**Tekstfragment**
□ □ □

Toch is Epicurus’ filosofie geen aansporing om al onze behoeften onmiddellijk te vervullen. Om genot te ervaren moeten we onze verlangens juist beteugelen. Vluchtige pleziertjes leiden op de langere termijn immers niet tot geluk. Wie nu een hele reep chocolade eet, heeft straks buikpijn. Bovendien verliest herhaalde pret snel zijn glans. Hoe lekker smaakt het eten uit een chic restaurant nog als je dat elke dag voorgeschoteld krijgt? Door onze drang naar bevrediging op de korte termijn in bedwang te houden en tevreden te zijn met minder, kunnen we het soort genot ervaren waar Epicurus op doelt: een stabiele, vredige staat van innerlijke rust (ataraxia), waarin we geen tekorten, gebreken of zorgen ervaren en lichamelijk pijnvrij zijn (aponia).
Epicurus: filosoof van het genot
Om die staat te bereiken moeten we eerlijk zijn tegenover onszelf over wat we nodig hebben. Behoeften als eten, drinken, slapen en vriendschap zijn natuurlijk en noodzakelijk, maar luxe verwennerijen zoals extra zacht beddengoed of een glas wijn bij het eten kun je volgens hem alleen natuurlijk, en niet noodzakelijk noemen. IJdele verlangens naar roem en macht zijn natuurlijk noch noodzakelijk en leiden volgens Epicurus bijna altijd tot onrust en teleurstelling. Zijn advies: bevredig de eerste groep, overweeg de tweede en negeer de derde. Echte levensgenieters houden maat.
Epicurus was een Griekse filosoof en grondlegger van het epicurisme. Hij stond bekend om zijn ideeën over vriendschap, levenskunst en bevrijding van angst en pijn.
Overgeleverd aan verlangen
Jean-Luc Nancy (1940-2021)

De schilder Henri Matisse bedacht naar eigen zeggen zijn kunstwerken niet zelf, maar gehoorzaamde enkel de wens van de lijnen. Maar hoewel de inspiratie van de kunstenaar dus van buiten hemzelf lijkt te komen, is er niemand die dezelfde lijnen schildert als Matisse. Daarin lijkt het genot van kunst scheppen op het genot van seks, vindt de Franse filosoof Jean-Luc Nancy. Zowel bij een orgasme als bij het maken van kunst lijk je jezelf te verliezen in iets dat buiten jezelf ligt, terwijl er tegelijkertijd onmiskenbaar iemand is die schildert, zingt of klaarkomt. Maar als jij dat niet bent, wie of wat geniet er dan?

□ □ □

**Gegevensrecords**
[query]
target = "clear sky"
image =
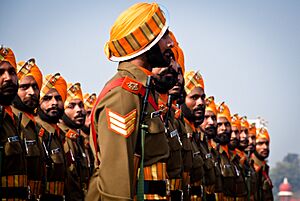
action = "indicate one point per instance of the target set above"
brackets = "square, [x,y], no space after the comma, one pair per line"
[247,51]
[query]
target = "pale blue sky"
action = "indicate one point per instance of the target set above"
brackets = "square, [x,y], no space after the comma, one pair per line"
[247,51]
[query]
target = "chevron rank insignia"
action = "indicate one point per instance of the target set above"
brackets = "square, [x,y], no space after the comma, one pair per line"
[122,125]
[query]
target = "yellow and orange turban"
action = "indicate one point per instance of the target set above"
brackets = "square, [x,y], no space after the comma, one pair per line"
[135,31]
[89,100]
[178,53]
[30,68]
[57,82]
[223,111]
[235,121]
[252,129]
[210,104]
[73,92]
[192,80]
[262,133]
[244,122]
[6,54]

□ □ □

**Wat moet je doen**
Beantwoord deze vragen over de tekst over Epicurus en Nancy:
(a) Welke twee voorbeelden van luxe verwennerijen worden genoemd?
(b) Wat moet je volgens het advies van Epicurus doen met ijdele verlangens naar roem en macht?
(c) Met welk genot vergelijkt Jean-Luc Nancy het genot van kunst scheppen?
Baseer je uitsluitend op de tekst.

**Resultaat**
(a) Extra zacht beddengoed en een glas wijn bij het eten.
(b) Ze negeren.
(c) Met het genot van seks.